Your instructions:
Starting at the first line and ending at the last, output the data exactly.
<<<<
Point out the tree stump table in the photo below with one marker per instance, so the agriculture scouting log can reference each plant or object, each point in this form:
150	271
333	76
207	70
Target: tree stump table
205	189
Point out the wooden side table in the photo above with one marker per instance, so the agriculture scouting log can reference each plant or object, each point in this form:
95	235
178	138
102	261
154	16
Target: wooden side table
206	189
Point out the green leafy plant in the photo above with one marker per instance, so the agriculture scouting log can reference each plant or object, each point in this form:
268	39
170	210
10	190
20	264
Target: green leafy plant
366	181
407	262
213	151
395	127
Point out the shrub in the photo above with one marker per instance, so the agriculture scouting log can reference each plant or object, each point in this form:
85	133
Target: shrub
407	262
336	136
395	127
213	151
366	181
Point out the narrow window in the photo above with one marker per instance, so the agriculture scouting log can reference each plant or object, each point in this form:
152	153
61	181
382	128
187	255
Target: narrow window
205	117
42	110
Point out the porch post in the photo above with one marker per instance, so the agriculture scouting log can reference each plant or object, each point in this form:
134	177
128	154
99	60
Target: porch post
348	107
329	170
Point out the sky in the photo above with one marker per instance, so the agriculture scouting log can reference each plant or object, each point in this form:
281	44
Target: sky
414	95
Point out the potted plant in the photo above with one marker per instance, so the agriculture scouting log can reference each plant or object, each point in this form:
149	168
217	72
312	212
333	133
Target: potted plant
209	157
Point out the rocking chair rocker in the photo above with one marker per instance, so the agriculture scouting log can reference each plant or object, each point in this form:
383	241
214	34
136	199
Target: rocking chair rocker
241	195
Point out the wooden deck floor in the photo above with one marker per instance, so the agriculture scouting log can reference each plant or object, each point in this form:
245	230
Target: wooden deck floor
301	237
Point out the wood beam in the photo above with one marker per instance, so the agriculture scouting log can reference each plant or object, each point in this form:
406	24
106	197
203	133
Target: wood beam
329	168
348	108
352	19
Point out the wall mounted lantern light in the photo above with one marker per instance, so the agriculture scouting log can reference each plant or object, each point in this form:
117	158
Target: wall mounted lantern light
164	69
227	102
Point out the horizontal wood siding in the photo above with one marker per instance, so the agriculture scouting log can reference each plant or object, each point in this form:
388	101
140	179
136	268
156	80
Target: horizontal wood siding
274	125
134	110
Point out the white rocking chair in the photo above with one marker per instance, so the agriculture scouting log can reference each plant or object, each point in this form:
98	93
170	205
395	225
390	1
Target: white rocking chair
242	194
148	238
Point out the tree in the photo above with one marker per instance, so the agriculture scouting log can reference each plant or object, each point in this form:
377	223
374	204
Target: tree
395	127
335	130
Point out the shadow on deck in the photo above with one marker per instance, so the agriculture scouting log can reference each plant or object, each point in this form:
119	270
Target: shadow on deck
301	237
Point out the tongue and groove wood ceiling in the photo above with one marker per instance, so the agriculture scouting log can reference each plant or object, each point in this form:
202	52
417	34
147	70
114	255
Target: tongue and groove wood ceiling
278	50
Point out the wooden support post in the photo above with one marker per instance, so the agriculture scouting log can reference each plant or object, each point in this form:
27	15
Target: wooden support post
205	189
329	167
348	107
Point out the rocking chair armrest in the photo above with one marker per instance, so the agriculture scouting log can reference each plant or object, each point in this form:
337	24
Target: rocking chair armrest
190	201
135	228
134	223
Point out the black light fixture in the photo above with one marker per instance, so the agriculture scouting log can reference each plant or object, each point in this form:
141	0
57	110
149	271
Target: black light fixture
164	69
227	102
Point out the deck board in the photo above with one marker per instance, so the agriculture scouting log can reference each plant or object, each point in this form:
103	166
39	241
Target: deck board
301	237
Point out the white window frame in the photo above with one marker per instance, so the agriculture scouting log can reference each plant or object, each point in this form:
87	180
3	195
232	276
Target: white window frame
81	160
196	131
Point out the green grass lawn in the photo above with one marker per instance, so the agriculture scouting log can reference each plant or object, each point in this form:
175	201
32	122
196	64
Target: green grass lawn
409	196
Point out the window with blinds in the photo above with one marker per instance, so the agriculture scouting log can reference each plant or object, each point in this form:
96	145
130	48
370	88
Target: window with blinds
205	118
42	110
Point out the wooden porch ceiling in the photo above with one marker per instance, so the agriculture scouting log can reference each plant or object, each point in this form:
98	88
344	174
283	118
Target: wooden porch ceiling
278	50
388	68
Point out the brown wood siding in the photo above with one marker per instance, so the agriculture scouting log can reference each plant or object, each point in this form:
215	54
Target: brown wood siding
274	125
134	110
>>>>
Task solution:
Point out the tree stump table in the photo below with one marker per instance, so the agriculture scouting log can reference each plant or object, each point in this form:
150	271
333	76
207	70
Target: tree stump table
205	189
Point out the wooden side table in the photo above with one marker per instance, so the agriculture scouting log can reference each plant or object, each point in this form:
95	235
178	138
102	261
154	16
Target: wooden side table
206	189
Point out the green leafy plant in the photo above with one marker per instance, so the agriculture scouting log can reference each plant or object, each point in this form:
268	39
170	210
10	190
20	264
Target: green leafy plant
366	181
407	262
213	151
395	127
Point out the shrub in the photo above with one marker per instance, so the agriculture scouting log can reference each plant or object, each point in this form:
85	133
Target: shrub
407	262
336	136
395	127
213	151
366	181
Point out the narrow window in the photo above with one marker per instance, so the agriculture scouting log can reference each plant or object, each point in this form:
152	153
61	181
382	128
187	255
Target: narrow window
205	117
42	110
Point out the porch post in the photo above with one marker per instance, so the agriculture scouting log can reference each plant or object, each point in this form:
134	177
128	154
99	60
Target: porch post
348	107
329	170
Point out the sky in the photo above with one marker per instance, so the agriculture scouting log can reference each plant or object, each point in this form:
281	44
Target: sky
414	95
Point out the potted plant in the photo above with one marker per instance, so the agriculture scouting log can reference each plant or object, each point in this form:
149	168
217	72
312	212
333	133
Target: potted plant
209	157
Point out the rocking chair rocker in the photo above with one marker per instance, so the agriculture scouting log can reference each plant or object, each point in this form:
383	241
214	34
136	199
Target: rocking chair rocker
241	195
Point out the wooden deck floor in the photo above with one marker per instance, so the agriculture scouting log can reference each plant or object, each point in this form:
245	230
Target: wooden deck floor
301	237
Point out the wood beam in the photo above with one marker per instance, so the agriculture scouting log can reference each plant or object, each point in this form:
406	24
106	197
203	133
Target: wood beam
329	168
348	108
352	19
Point out the wall mounted lantern light in the photo above with one marker per instance, so the agriculture scouting log can reference each plant or object, each point in this form:
117	158
Target: wall mounted lantern light
164	69
227	102
Point out the horizontal wood siding in the photo above with one marker per instance, so the agriculture scouting log can reference each plant or object, each point in this form:
388	101
140	179
136	268
156	80
Target: horizontal wood siding
274	125
134	110
Point out the white rocking chair in the photo above with one marker per instance, so the agriculture scouting log can reference each plant or object, each point in this form:
98	93
170	205
395	225
390	1
Target: white rocking chair
242	194
148	238
Point out the tree in the photo above with one marker per instance, so the agriculture scouting log can reference each plant or object, each point in this form:
377	223
374	204
Target: tree
395	127
335	130
Point out the shadow on deck in the photo above with one marker per instance, so the agriculture scouting log can reference each plant or object, each point in this form:
119	270
Target: shadow on deck
301	237
Point out the tongue and groove wood ceiling in the photo above with one marker per instance, so the agriculture scouting log can reference each plant or object, each point in this form:
202	52
417	34
147	70
114	255
Target: tongue and groove wood ceiling
278	50
Point out the wooden support post in the photo above with one marker per instance, so the agriculture scouting log can reference each plant or object, each point in this form:
27	15
Target: wooden support post
205	189
329	167
348	107
Point out the rocking chair armrest in the photo above with one marker per instance, so the agriculture scouting log can reference each plant or object, each point in this form:
337	24
Target: rocking chair armrest
190	201
135	228
134	223
Point out the black light fixture in the photo above with one marker per instance, so the agriculture scouting log can reference each plant or object, each point in this form:
141	0
57	110
149	271
Target: black light fixture
164	69
227	102
Point out the deck board in the photo above with one marker per instance, so the agriculture scouting log can reference each plant or object, each point in this form:
103	166
39	241
Target: deck board
301	237
Point out the white window frame in the photo above with one marker per instance, so the agriculture scouting log can reference each plant or object, each point in this form:
87	180
3	195
232	276
Target: white window frame
81	160
196	131
Point out the green grass lawn in the photo above with one marker per instance, so the agriculture scouting log can reference each plant or object, each point in this form:
175	201
32	122
196	64
Target: green grass lawn
409	196
Point out the window with blinds in the photo above with one marker per instance, so the agriculture scouting log can reference each plant or object, each point in this form:
96	145
130	48
370	88
Target: window with blinds
205	118
42	110
Point out the wooden porch ceiling in the photo above with one marker per instance, so the agriculture scouting log can reference each plant or object, each point in this form:
98	88
344	174
283	118
Target: wooden porch ceiling
278	50
388	68
Point out the brown wood siding in the photo above with one marker per instance, so the agriculture scouting log can reference each plant or object, each point in this form:
215	54
Target: brown wood siding
274	125
134	110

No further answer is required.